Unfortunately, there is no closed form expression for finding the necessary sample sizes under different levels of skewness to meet specifications for closeness and confidence, while minimizing the width of the interval around the location parameter ξ. It is notable that when the distribution is skewed, the interval around the location parameter is not symmetrical. Appendix A provides the derivation of the necessary equations for numerically obtaining necessary sample sizes to meet various specifications for closeness f and confidence c, given the skewness of the distribution. Appendix B provides R code.

Using Appendix A and solving numerically, we obtained the necessary sample sizes to meet specifications where f (closeness or precision) was set at 0.1, 0.2, 0.3, 0.4, and 0.5, confidence level was set at 0.95 and 0.90, skewness was set at 0 (normal distribution), 0.5, 1.0, 2.0, and 5.0. Figures 2 and 3 illustrate the findings.

Figure 2.

Figure 2.

The sample size (n) necessary to meet specifications for precision (f = 0.1, 0.2, 0.3, 0.4, or 0.5) and confidence (95%) is presented along the vertical axis as a function of skewness along the horizontal axis. The nodes represent numerically obtained solutions for particular levels of skewness (levels of skew at 0, 0.5, 1.0, 2.0, and 5.0).

Figure 3.

Figure 3.

The sample size (n) necessary to meet specifications for precision (f = 0.1, 0.2, 0.3, 0.4, or 0.5) and confidence (90%) is presented along the vertical axis as a function of skewness along the horizontal axis. The nodes represent numerically obtained solutions for particular levels of skewness (levels of skew at 0, 0.5, 1.0, 2.0, and 5.0).

* DATASET SECTION

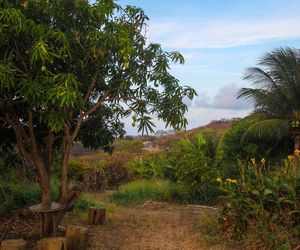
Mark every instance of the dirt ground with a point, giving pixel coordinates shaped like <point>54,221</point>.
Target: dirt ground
<point>152,225</point>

* WRITTEN REQUEST 1
Decide whether each statement below agrees with the passage on sample sizes under skewness. For each one, answer yes or no and quote the words from the passage that decide it. (a) A closed form expression is available for finding the necessary sample sizes. (b) When the distribution is skewed, the interval around the location parameter is not symmetrical. (c) The confidence level was set at 0.95 and 0.90.
* WRITTEN REQUEST 2
Output the part of the passage on sample sizes under skewness that runs between "Using Appendix A" and "illustrate the findings.", inclusive, copied word for word.

* CORRECT OUTPUT 1
(a) No: "there is no closed form expression for finding the necessary sample sizes"
(b) Yes: "when the distribution is skewed, the interval around the location parameter is not symmetrical"
(c) Yes: "confidence level was set at 0.95 and 0.90"

* CORRECT OUTPUT 2
Using Appendix A and solving numerically, we obtained the necessary sample sizes to meet specifications where f (closeness or precision) was set at 0.1, 0.2, 0.3, 0.4, and 0.5, confidence level was set at 0.95 and 0.90, skewness was set at 0 (normal distribution), 0.5, 1.0, 2.0, and 5.0. Figures 2 and 3 illustrate the findings.